After watching the fallout from the new Georgia voting law passed two weeks ago, I’ve come to five conclusions.
-The right to vote shouldn’t be a partisan issue, but sadly has become one.
-The new law isn’t about election integrity, it’s meant to suppress voting.
-The law has set off a chain reaction that continues to this day.
-The consequences here are changing the relationship between politics (mostly the GOP) and business.
-And in all this there is nuance and a good many twists to the story.
Used to be that if you ran a business in America you’d stay as far away as possible from politics, (unless you sold George McGovern T-shirts or some such.) The math was simple. Take a stand and potentially lose 40% to 60% of your customers. So most businesspeople when asked a question about politics kept mum, even when they felt strongly about an issue.
We accepted this choice of money over principles because as customers, employees or shareholders while we might not agree with someone's politics, we just wanted the business relationship and knowing someone’s politics might make things awkward, inconvenient or uncomfortable.
But this has been changing in recent years, and now taken to another level with the Georgia voting law, the fallout of which has rippled from Fortune 500 companies and prominent executives to Major League Baseball and golf, as well as politics in Texas, Colorado, Kentucky and beyond.
To get into this let me take you through what’s transpired over the past two-plus weeks because it’s historic but also a bit convoluted.
Let’s start with the new Georgia law itself, the 98-page "Election Integrity Act of 2021," signed on Thursday, March 25. Charges that the law amounted to nothing less than voter suppression, particularly of Black voters, came fast and furious. In fact the bill, (which started off as a two-page measure ballooned to its current omnibus octopus), was watered down to a degree to remove what critics considered to be its most egregious features—such as a ban on Sunday voting, something of an after-church tradition amongst Black voters. Activists quickly filed lawsuits challenging the bill and President Biden lashed out as well.
Business leaders spoke out too, with more likely to come. Yale professor Jeffrey Sonnenfeld is holding a CEO confab today, which the executives requested, to organize resistance to the bill and others like it, (more on that later.)
The Georgia GOP, including Gov. Brian Kemp, say the new law improves the state’s voting process. But clearly that is not the intention. The intention is to make voting more difficult particularly for Black citizens, through new ID requirements, restricting drop-off boxes and by giving state (GOP) officials more power over elections. Be wary of those who cherry-pick specific points of voting laws in other states to show Georgia’s is not restrictive. The larger point is that, in toto, Georgia’s new law is a move to discourage not encourage voting.
Here’s the thing: Voting is an inalienable right in our country. Lawmakers should be making every effort to make voting easier for all Americans, not harder. Suppressing the right to vote, something so essential in our country, is nuts. What are they going to do next, deny people food and drink?

(Items drawn from a data source)
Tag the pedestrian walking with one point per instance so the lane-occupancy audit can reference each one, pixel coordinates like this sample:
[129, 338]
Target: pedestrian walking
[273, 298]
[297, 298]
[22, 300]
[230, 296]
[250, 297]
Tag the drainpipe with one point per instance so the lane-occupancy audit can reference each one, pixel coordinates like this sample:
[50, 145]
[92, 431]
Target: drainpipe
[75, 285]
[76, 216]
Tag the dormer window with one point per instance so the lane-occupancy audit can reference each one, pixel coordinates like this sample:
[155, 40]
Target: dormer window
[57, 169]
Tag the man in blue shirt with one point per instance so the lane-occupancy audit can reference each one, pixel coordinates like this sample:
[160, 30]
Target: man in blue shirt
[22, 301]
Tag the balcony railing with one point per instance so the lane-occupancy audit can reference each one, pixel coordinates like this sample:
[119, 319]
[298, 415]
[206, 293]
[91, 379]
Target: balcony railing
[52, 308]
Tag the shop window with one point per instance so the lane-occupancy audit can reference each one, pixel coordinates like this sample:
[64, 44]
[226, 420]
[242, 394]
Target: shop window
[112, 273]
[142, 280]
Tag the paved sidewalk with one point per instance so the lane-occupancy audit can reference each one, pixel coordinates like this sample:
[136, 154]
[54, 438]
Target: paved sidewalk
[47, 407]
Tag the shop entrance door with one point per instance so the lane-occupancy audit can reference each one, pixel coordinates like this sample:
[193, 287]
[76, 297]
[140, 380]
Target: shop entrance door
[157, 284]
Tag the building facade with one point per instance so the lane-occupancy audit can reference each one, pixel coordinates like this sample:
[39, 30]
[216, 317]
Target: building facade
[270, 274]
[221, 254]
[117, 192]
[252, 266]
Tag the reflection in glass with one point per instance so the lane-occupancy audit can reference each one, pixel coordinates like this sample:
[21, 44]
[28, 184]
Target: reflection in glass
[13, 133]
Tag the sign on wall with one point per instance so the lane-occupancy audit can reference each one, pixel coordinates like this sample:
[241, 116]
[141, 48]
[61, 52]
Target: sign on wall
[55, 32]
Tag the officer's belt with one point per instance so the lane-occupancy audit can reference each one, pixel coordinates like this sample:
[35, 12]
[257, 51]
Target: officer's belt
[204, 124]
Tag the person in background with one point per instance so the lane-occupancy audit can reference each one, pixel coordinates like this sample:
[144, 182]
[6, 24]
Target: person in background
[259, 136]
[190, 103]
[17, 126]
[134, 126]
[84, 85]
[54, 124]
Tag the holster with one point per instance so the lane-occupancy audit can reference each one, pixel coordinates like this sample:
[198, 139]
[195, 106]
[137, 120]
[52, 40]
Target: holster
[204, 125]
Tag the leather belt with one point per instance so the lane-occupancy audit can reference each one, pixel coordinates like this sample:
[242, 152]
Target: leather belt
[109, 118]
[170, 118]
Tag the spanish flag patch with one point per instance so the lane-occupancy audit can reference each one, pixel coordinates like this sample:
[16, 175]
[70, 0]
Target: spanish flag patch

* [To be done]
1. In the Georgia voting law piece, on what day and date was the "Election Integrity Act of 2021" signed?
2. Please count the lines of the records that contain the word "leather" and give only the number.
The text and the records were taken from unrelated sources.

* [Responses to the tasks]
1. Thursday, March 25.

2. 2